Rewrite every line of the rows below as a JSON list of strings, one string per line and no entries for blank lines. Leave the pictures out.

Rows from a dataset

★ ★ ★ ★

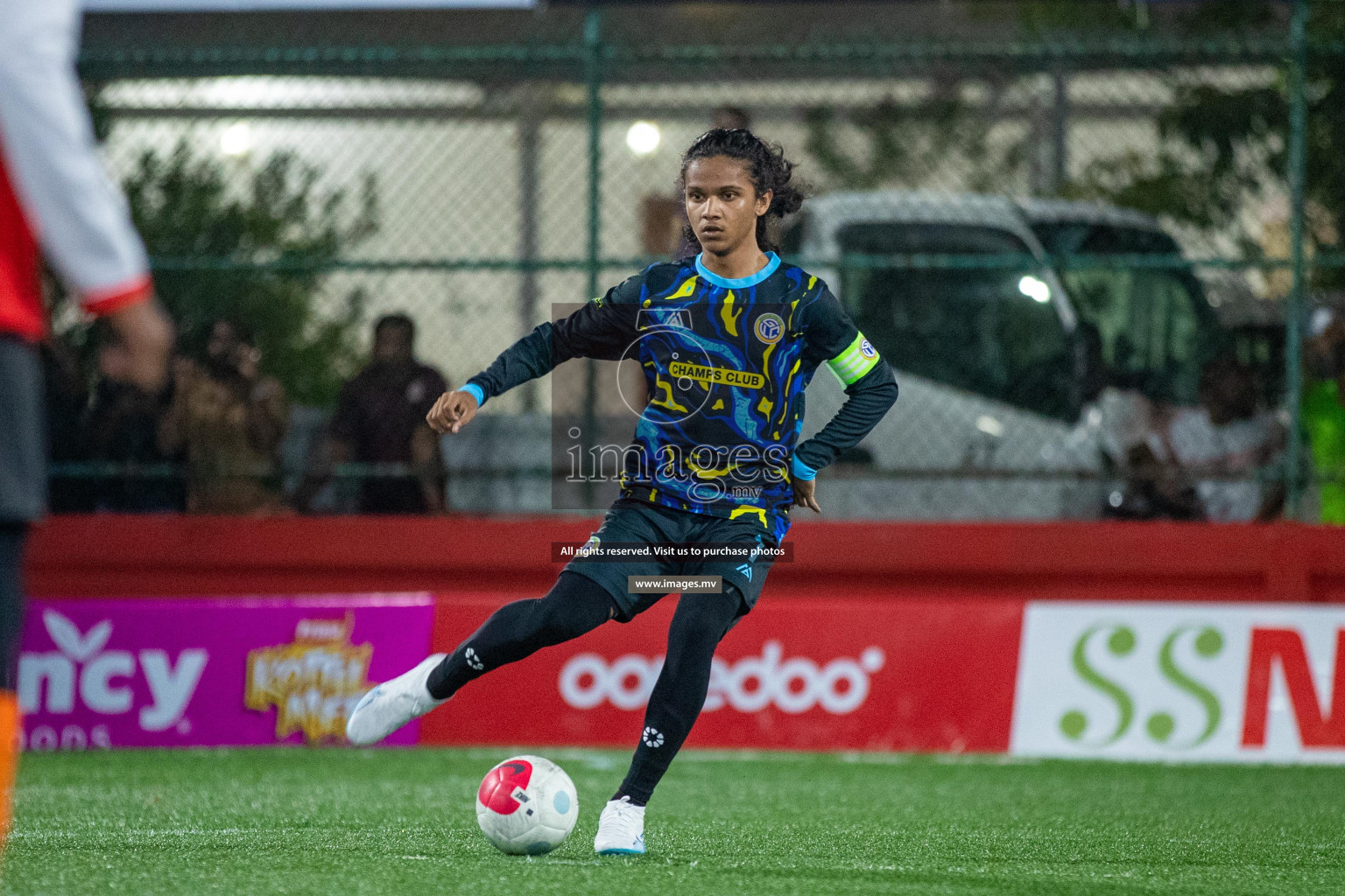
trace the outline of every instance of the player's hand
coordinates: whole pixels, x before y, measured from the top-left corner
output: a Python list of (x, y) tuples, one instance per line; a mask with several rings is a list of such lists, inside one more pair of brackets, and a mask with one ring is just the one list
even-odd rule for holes
[(816, 513), (822, 513), (822, 508), (818, 506), (816, 480), (794, 480), (794, 506), (812, 508)]
[(104, 373), (155, 394), (168, 377), (174, 326), (159, 302), (136, 302), (108, 316), (118, 351), (104, 363)]
[(471, 392), (452, 391), (444, 392), (434, 402), (434, 407), (425, 415), (429, 429), (438, 434), (456, 433), (467, 426), (476, 416), (476, 396)]

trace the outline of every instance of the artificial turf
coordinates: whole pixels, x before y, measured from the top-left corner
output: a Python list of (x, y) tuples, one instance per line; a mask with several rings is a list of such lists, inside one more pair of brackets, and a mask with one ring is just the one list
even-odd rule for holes
[(687, 751), (599, 858), (627, 755), (534, 752), (580, 822), (531, 858), (476, 829), (507, 750), (30, 754), (3, 892), (1345, 893), (1345, 768)]

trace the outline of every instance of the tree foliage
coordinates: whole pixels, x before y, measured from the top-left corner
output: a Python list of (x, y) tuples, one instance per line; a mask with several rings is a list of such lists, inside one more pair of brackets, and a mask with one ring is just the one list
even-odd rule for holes
[(377, 231), (378, 199), (371, 175), (355, 196), (320, 177), (289, 152), (249, 164), (183, 141), (143, 153), (124, 188), (184, 345), (199, 348), (211, 322), (233, 321), (292, 400), (330, 406), (359, 360), (364, 297), (328, 289), (320, 266)]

★ ★ ★ ★

WRITTEN SOLUTION:
[
  "trace the outline of every instance of the player's hand",
  "coordinates: whole pixels, x before y, measured from the top-left corner",
  "output: a Python list of (x, y) tuples, one instance per line; a mask with several rings is a list of such lists, inside one more pair of brackets, and a mask with one ring is just the one list",
  "even-odd rule for holes",
  "[(816, 513), (822, 513), (822, 508), (818, 506), (816, 480), (794, 480), (794, 506), (812, 508)]",
  "[(104, 373), (155, 394), (168, 377), (174, 326), (159, 302), (136, 302), (108, 316), (118, 351), (104, 363)]",
  "[(471, 392), (452, 391), (444, 392), (434, 402), (434, 407), (425, 415), (429, 429), (438, 434), (456, 433), (467, 426), (476, 416), (476, 396)]",
  "trace the outline of every instance of the artificial turf",
  "coordinates: whole pixels, x before y, measured from the top-left corner",
  "output: a Python list of (x, y) tuples, one instance per line; a mask with several rings is a list of such lists, inside one more pair of brackets, and a mask with one ring is just the one list",
  "even-odd rule for holes",
  "[(687, 751), (599, 858), (627, 755), (534, 752), (580, 822), (531, 858), (476, 829), (507, 750), (30, 754), (3, 892), (1345, 893), (1345, 768)]",
  "trace the outline of every instance of the tree foliage",
  "coordinates: whole pixels, x before y, measured from the top-left corner",
  "output: a Python list of (x, y) tuples, one instance per line; a mask with several rings is a list of such lists, inside one more pair of brackets, and a mask with one ring is just the one list",
  "even-odd rule for holes",
  "[(377, 231), (378, 199), (371, 175), (355, 196), (320, 177), (289, 152), (249, 164), (183, 141), (143, 153), (124, 188), (184, 345), (199, 348), (211, 322), (233, 321), (292, 400), (330, 406), (359, 360), (364, 297), (328, 289), (320, 266)]"
]